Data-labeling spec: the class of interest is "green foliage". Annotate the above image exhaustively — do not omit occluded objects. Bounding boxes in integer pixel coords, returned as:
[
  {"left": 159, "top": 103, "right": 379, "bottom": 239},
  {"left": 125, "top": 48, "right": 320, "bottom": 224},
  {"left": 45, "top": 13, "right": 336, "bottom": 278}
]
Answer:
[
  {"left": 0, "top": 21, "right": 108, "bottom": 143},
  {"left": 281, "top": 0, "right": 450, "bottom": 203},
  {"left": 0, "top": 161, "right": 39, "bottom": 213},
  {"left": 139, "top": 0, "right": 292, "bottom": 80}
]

*-*-*

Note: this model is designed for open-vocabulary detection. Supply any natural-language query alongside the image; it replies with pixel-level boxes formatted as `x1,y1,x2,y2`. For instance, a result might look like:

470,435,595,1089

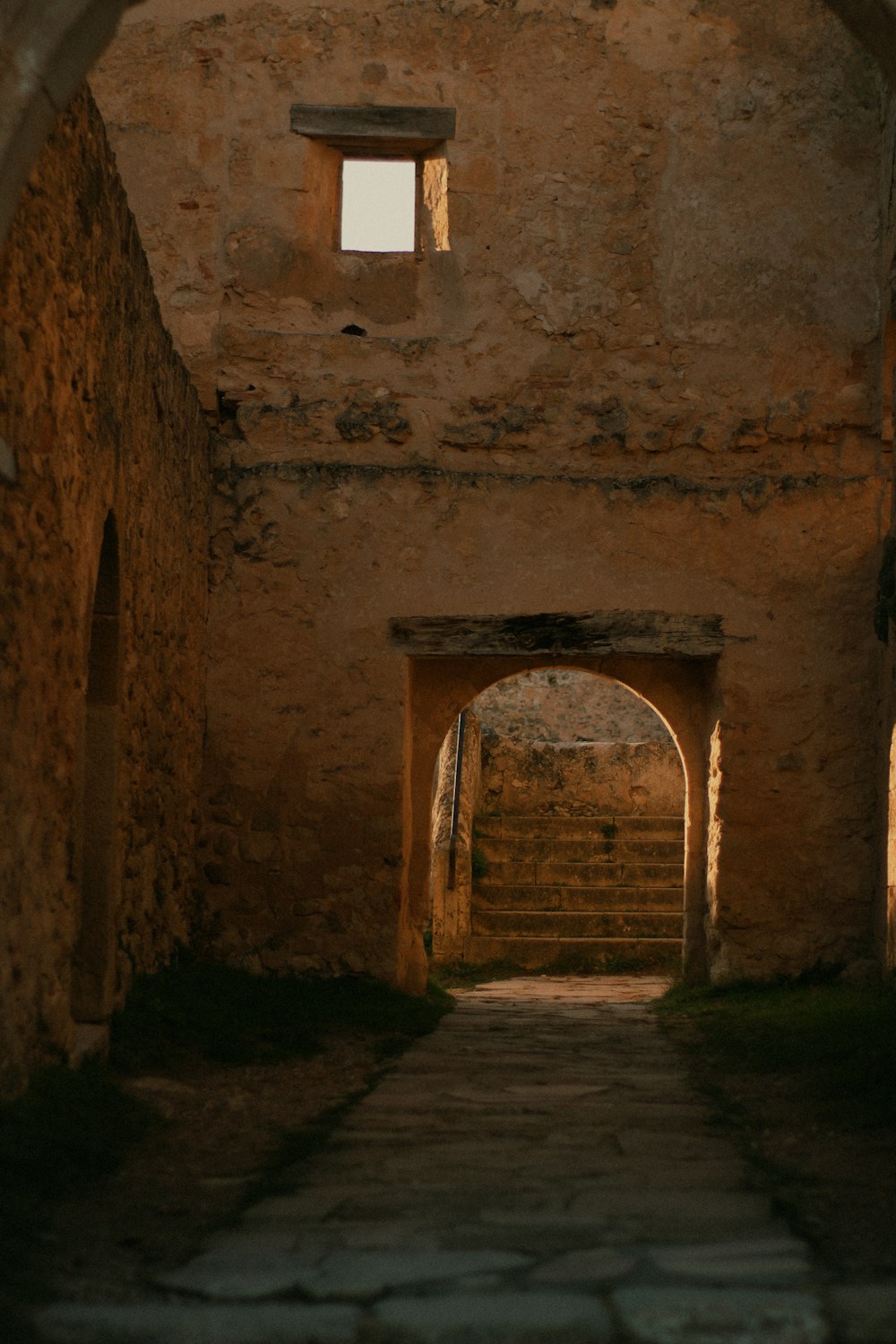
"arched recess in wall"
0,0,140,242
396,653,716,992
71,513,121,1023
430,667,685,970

*-*-*

__What to do__:
Write out again every line from the line with "Note: this model" to the line with "396,653,716,992", both included, shifting each bounding-box coordinate in the answers up by 40 and leaving all other text and the sample numbers unchanged. Leave the pictures out.

__Written answer__:
Note: this model is designed for open-vocabulary detection. Supply any natural-language query alongside the image; it replies with pixel-level boxes formatted as `x1,y1,x2,y2`. For instance, a result might look like:

470,435,595,1089

"arched recess in wall"
40,40,180,282
436,693,756,1032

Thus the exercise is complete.